*Source*.
───

How To Calibrate Your Monitoring Using Spotify

How To Calibrate Your Monitoring Using Spotify

Loudness normalisation is a thing. There is no point in overcooking your masters now. If you over-do it, your master will objectively sound worse (and quieter) after being loudness-matched with more dynamic material. This will happen in today’s loudness normalised platforms which include YouTube, Apple Music, TIDAL, and Spotify. If this is news to you, I suggest you start here.

So how do I know what the optimal loudness is?

Simple. You calibrate your monitoring and stick to it. An easy way to do this is to make a playlist of some of your favourite songs and play them back whilst adjusting your hardware. Spotify is probably the way to go as it has the highest target loudness of all platforms at roughly -11 LUFS integrated (Updated: Now circa -14 LUFS). Listen to your playlist and adjust your monitoring until you are at a comfortable loudness. If you have a software console, make sure that is outputting at digital zero. This way, if you ever need to turn it down, you can simply access that target level by bringing it back up to zero. Please make sure you use the desktop app and that the option for loudness matching is on which is should be by default. See below.

Should be on by default, but double-check before calibrating your monitoring.

Where do I adjust my monitoring?

If you use active monitors, simply adjust their volume controls and any EQ controls they have until you are happy with what you are hearing. If you use passive monitors, simply adjust your amplifier to suit.

What’s the benefit?

When you are working at this level, you won’t overcook your masters or mixes and you will still have at least 10dB of range above your chosen loudness level. This will preserve peaks and transients and will optimise your Peak-To-Loudness ratio for playback in any loudness normalised environment. Also, your brain will over time build up a reference simply by listening to music at this volume. You will know what a balanced mix/master sounds like at this loudness. Otherwise you don’t have a benchmark.

Can I use iTunes instead?

───

*Exercise material*.
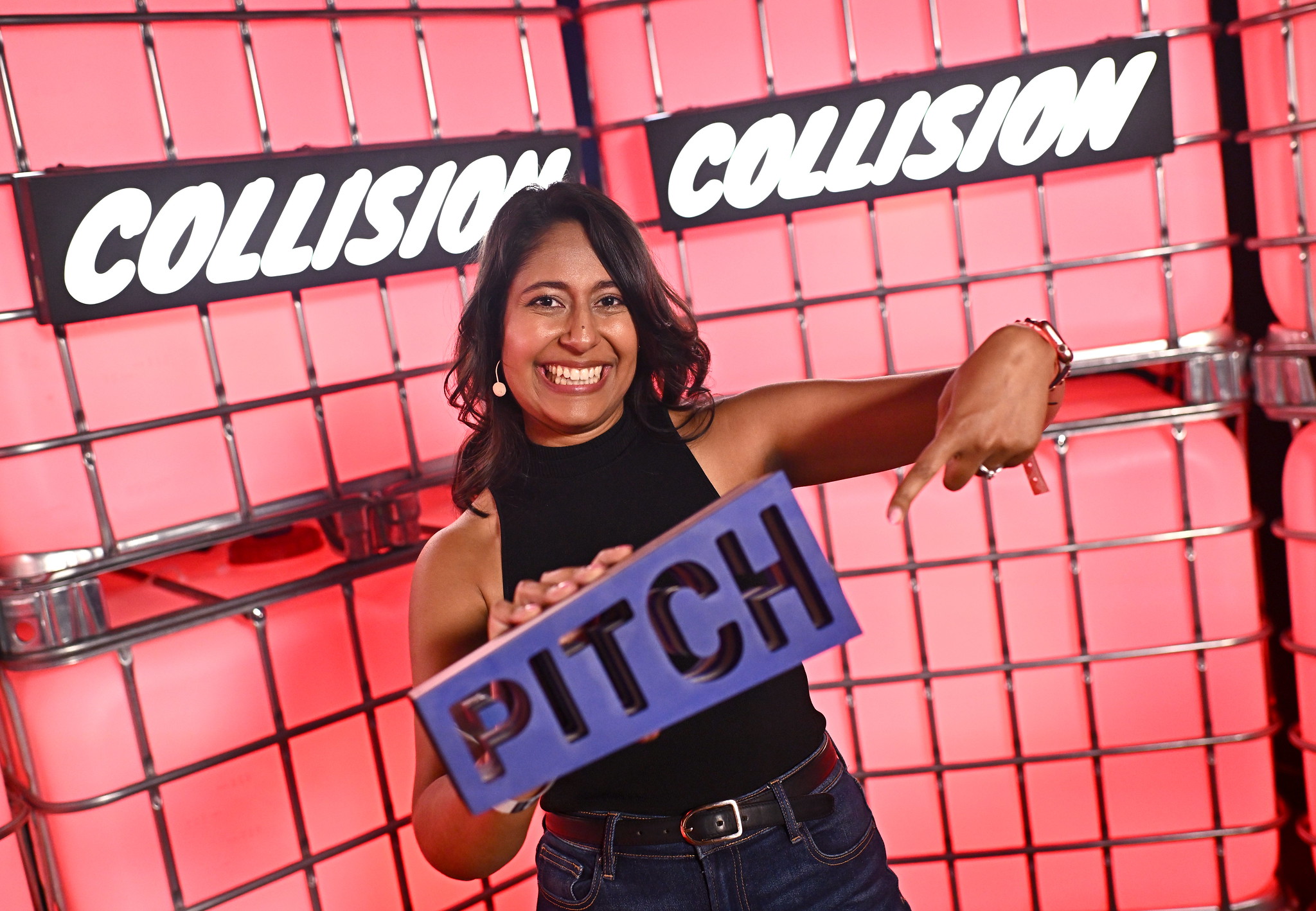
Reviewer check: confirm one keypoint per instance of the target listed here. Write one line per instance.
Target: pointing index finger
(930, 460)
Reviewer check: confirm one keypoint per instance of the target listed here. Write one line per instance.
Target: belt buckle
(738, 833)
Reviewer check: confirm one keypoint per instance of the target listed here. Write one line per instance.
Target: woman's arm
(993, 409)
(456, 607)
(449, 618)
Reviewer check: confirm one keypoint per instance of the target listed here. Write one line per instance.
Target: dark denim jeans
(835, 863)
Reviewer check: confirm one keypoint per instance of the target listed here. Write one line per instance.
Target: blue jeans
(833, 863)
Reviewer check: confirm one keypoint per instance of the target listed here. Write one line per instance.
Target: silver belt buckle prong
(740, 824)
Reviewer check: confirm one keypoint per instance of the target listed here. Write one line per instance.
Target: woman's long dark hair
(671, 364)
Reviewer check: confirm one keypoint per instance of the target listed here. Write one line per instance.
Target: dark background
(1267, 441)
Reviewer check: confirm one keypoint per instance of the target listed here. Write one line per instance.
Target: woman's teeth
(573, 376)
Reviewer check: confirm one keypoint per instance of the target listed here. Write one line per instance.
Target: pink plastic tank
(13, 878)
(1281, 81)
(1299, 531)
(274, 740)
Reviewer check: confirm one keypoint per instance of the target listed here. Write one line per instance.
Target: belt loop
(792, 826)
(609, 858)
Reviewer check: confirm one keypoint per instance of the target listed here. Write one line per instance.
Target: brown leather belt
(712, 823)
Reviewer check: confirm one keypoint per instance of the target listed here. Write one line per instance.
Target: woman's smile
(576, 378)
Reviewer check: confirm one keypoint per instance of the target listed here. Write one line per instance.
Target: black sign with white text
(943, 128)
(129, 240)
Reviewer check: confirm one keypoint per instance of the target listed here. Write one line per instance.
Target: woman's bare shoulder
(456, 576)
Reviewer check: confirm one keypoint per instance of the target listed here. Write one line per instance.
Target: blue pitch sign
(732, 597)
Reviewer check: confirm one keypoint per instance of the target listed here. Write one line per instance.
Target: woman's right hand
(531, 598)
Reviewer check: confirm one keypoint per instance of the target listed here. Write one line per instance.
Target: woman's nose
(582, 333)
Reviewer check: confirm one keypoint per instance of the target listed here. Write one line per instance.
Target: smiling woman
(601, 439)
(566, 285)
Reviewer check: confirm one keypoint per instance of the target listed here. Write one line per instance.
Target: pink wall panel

───

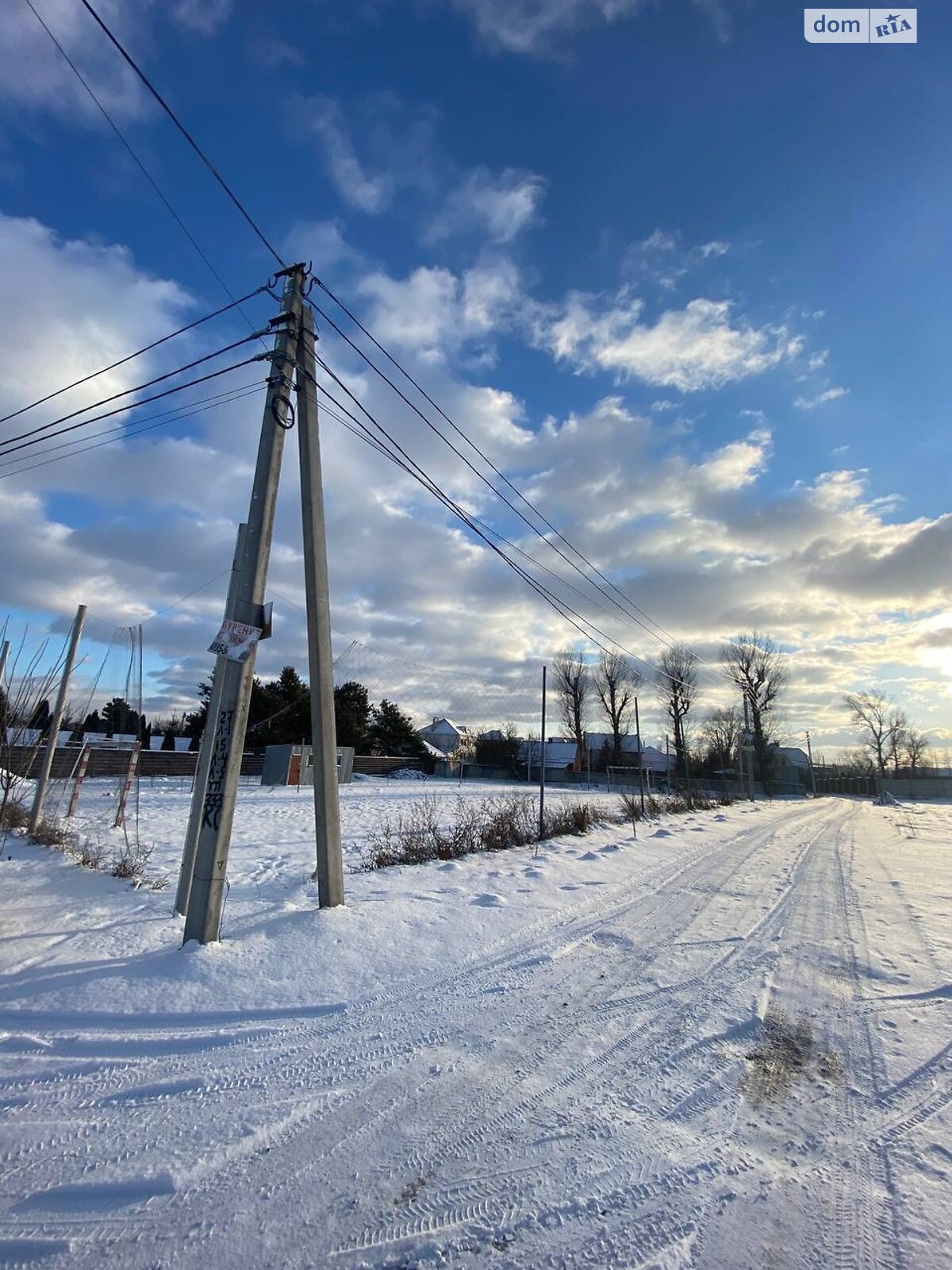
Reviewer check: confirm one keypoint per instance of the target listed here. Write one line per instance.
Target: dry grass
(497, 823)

───

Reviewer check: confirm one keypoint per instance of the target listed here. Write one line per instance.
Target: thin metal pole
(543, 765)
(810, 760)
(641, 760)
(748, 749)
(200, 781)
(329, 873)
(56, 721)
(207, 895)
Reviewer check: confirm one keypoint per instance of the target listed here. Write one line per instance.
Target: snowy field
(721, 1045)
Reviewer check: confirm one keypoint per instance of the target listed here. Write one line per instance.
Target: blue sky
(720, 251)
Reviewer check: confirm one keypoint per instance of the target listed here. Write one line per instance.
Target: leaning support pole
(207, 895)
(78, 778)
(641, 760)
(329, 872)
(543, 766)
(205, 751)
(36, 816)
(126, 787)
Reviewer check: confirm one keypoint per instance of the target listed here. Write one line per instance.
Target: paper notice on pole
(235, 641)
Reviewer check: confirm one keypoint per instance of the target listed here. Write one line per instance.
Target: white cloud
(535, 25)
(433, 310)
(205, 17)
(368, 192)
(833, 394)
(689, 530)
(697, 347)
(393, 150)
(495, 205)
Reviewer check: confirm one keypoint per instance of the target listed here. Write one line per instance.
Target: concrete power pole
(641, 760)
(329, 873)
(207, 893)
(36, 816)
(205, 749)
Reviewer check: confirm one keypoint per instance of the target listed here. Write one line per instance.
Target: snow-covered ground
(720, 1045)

───

*Complete the following*.
[A] Print the Spotify monitoring article word for word, everything from "When you are working at" down to "use iTunes instead?".
[B] Collect each line of the entries that contains the word "woman". Case counts.

*Outputs in order*.
[A]
When you are working at this level, you won’t overcook your masters or mixes and you will still have at least 10dB of range above your chosen loudness level. This will preserve peaks and transients and will optimise your Peak-To-Loudness ratio for playback in any loudness normalised environment. Also, your brain will over time build up a reference simply by listening to music at this volume. You will know what a balanced mix/master sounds like at this loudness. Otherwise you don’t have a benchmark.

Can I use iTunes instead?

[B]
Target: woman's arm
Target: woman's long dark hair
Target: woman's teeth
Target: woman's smile
Target: woman's bare shoulder
Target: woman's right hand
Target: woman's nose
Target: smiling woman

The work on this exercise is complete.